> **WHAT IS BEING ASKED**:
Your answer should consist of the lines below that hold the word "house".

> **EXERCISE INPUT**:

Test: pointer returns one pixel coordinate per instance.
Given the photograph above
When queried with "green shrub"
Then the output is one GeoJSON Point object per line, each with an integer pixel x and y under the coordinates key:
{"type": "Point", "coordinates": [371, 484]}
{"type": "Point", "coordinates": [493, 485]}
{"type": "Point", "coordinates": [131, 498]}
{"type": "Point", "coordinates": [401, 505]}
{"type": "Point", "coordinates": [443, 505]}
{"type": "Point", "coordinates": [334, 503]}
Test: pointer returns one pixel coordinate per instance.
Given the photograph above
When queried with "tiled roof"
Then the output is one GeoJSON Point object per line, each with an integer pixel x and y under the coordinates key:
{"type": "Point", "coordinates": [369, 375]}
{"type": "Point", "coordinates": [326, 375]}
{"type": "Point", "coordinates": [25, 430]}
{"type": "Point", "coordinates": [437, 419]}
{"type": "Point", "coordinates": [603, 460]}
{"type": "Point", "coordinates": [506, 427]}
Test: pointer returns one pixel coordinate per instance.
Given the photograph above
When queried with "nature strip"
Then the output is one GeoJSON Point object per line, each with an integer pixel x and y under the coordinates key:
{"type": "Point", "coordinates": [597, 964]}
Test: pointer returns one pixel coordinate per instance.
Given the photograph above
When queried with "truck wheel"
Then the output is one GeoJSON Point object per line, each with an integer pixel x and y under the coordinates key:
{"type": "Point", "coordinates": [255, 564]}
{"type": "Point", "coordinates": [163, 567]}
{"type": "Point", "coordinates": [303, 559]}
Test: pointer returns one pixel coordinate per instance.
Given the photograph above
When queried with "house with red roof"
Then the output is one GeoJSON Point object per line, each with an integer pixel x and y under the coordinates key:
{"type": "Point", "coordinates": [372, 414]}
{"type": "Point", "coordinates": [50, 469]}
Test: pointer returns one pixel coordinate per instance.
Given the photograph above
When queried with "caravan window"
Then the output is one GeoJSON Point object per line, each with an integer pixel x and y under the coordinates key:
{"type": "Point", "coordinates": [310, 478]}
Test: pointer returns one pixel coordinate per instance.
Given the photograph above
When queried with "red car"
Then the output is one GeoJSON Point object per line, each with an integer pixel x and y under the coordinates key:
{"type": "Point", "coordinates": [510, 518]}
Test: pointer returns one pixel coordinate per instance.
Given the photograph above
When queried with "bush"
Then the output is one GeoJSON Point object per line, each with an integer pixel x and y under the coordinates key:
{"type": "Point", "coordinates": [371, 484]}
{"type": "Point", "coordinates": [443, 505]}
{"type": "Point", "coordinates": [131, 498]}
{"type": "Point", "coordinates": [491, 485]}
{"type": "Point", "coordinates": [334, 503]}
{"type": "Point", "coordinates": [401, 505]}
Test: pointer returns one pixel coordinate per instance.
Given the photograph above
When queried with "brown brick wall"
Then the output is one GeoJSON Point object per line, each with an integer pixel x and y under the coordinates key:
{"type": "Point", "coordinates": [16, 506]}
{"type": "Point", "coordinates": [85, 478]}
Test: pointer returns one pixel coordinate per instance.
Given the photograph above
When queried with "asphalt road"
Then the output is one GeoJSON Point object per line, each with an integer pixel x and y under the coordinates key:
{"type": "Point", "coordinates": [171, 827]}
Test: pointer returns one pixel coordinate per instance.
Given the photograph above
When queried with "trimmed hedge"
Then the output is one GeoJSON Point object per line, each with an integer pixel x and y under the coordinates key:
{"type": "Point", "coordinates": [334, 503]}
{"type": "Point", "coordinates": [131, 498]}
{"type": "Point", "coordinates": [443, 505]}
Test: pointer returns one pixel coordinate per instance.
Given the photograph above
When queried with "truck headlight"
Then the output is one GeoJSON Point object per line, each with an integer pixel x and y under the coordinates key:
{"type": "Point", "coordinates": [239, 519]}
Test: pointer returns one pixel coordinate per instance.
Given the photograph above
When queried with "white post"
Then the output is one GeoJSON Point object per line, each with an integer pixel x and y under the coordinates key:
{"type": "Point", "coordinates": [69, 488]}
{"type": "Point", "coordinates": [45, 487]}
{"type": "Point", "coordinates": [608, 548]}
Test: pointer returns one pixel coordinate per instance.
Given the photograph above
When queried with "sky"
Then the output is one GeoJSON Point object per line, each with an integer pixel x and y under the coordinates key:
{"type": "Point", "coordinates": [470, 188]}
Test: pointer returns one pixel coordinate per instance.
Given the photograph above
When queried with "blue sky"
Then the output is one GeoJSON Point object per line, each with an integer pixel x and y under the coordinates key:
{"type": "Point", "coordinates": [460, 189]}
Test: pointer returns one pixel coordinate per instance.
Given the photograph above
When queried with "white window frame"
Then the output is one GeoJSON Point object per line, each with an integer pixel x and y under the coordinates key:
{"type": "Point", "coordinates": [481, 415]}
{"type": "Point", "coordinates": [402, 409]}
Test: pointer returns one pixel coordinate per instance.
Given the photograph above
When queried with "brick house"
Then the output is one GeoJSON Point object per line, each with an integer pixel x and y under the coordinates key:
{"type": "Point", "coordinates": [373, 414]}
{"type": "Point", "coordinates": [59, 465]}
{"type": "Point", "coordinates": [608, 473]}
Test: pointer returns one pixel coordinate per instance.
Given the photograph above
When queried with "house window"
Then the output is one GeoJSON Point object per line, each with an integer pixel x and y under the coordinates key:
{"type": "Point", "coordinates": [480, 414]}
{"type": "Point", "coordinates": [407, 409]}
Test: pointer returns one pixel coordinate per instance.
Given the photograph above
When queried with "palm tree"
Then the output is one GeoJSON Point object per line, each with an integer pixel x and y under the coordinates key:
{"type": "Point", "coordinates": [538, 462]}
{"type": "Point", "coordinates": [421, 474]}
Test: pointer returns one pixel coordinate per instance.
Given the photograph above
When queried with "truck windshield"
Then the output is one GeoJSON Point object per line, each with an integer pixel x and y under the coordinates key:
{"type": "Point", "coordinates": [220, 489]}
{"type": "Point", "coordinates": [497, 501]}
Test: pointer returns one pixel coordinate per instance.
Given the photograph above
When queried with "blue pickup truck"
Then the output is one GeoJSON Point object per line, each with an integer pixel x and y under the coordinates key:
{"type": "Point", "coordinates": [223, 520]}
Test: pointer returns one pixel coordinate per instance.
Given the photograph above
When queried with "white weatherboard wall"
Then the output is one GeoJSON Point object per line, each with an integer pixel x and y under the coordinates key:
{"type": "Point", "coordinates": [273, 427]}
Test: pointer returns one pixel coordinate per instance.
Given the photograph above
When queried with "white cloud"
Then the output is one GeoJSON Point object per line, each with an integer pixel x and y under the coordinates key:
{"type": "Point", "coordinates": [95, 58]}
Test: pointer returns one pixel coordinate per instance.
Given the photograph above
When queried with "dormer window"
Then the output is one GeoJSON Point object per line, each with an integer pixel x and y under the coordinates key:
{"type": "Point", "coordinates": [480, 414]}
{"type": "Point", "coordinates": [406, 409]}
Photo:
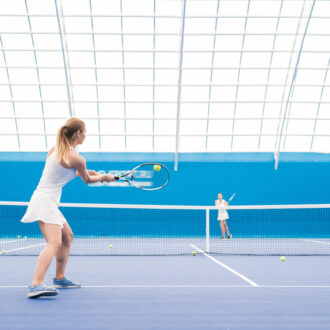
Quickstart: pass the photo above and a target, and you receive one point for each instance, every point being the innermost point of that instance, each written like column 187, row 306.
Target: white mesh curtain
column 116, row 64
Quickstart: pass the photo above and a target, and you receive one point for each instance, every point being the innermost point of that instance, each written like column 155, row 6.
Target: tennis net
column 104, row 229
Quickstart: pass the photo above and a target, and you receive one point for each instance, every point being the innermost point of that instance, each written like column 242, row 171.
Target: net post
column 207, row 248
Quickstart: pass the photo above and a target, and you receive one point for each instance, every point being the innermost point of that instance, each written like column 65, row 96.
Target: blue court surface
column 172, row 292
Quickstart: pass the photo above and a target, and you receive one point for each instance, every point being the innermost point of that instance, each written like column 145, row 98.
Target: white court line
column 15, row 240
column 25, row 247
column 187, row 286
column 225, row 266
column 314, row 240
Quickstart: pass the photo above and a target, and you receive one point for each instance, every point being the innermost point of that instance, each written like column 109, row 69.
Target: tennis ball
column 157, row 168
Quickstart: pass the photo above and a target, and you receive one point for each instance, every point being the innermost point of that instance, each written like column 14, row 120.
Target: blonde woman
column 223, row 216
column 63, row 164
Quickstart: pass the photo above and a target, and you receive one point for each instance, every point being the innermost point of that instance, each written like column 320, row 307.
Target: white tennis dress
column 222, row 213
column 45, row 200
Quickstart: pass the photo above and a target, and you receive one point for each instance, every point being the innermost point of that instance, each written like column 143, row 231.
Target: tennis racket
column 231, row 198
column 148, row 176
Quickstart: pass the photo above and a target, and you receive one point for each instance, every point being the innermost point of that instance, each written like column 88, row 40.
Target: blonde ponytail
column 66, row 134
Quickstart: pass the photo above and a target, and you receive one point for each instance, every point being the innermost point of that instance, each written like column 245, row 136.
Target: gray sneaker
column 41, row 290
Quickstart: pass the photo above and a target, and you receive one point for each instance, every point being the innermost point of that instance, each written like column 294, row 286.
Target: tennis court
column 164, row 164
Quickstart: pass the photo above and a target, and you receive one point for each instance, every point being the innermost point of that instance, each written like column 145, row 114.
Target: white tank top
column 54, row 177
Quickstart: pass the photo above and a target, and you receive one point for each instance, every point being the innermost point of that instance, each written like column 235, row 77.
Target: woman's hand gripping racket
column 148, row 176
column 231, row 198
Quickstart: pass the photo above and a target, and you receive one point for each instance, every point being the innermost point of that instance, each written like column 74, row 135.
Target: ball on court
column 157, row 168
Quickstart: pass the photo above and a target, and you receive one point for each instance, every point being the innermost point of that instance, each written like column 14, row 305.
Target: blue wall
column 301, row 178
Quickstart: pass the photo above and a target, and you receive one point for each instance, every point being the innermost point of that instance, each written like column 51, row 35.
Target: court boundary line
column 12, row 241
column 186, row 286
column 243, row 277
column 24, row 248
column 313, row 241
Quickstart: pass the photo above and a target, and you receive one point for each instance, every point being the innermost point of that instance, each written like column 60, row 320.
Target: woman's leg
column 52, row 235
column 226, row 228
column 222, row 226
column 62, row 253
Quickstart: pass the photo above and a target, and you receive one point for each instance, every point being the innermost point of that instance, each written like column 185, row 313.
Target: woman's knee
column 55, row 244
column 67, row 239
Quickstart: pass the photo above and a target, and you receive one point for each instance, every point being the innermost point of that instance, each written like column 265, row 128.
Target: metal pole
column 179, row 89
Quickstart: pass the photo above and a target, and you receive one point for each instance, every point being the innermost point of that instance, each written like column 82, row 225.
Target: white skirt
column 43, row 207
column 223, row 215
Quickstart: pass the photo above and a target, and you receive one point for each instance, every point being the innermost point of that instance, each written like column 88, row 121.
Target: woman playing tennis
column 63, row 164
column 223, row 216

> **ANSWER TO THE PROBLEM**:
When queried with "house with red roof"
When queried with "brick house"
When queried with "house window"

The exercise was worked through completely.